[Exercise task] Shift the outlines by adding 114 to every coordinate in them. Then write out every line of the data in full, starting at the line that contains "beak, I would be thankful." and ending at the last line of the data.

Labeled area outlines
:::::
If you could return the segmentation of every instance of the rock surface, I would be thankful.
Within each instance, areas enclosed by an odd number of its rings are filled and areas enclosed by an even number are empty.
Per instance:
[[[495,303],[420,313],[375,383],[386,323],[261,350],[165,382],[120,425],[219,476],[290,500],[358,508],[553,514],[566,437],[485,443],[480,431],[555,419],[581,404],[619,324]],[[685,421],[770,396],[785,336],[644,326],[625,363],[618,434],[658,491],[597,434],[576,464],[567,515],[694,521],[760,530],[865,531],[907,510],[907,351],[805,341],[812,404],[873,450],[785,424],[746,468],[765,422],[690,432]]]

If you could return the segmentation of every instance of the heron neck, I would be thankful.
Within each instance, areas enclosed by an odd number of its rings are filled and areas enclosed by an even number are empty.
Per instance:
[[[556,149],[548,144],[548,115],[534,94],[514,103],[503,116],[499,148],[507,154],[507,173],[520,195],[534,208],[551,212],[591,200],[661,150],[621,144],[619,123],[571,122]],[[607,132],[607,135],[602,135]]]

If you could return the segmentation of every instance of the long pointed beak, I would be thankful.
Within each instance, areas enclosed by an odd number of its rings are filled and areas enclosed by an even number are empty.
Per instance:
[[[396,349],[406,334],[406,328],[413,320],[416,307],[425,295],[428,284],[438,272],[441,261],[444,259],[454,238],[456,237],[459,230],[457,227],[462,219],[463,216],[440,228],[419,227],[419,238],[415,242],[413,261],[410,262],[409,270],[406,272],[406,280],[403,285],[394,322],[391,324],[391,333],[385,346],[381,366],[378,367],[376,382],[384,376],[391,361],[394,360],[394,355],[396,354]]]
:::::
[Written reply]
If you could return the segmentation of every instance of the long pointed beak, I would be thankful.
Within each instance, areas enclosed by an odd number of its rings are filled and areas enclosed by an even number are empty.
Per instance:
[[[510,463],[520,448],[520,442],[527,434],[530,421],[539,409],[542,398],[552,386],[555,375],[558,373],[568,352],[570,351],[573,344],[571,341],[576,333],[577,330],[554,342],[533,341],[533,352],[529,356],[527,375],[524,376],[523,384],[520,386],[520,394],[517,399],[508,436],[505,438],[505,447],[499,460],[495,480],[492,481],[490,496],[498,490],[505,475],[508,474],[508,469],[510,468]]]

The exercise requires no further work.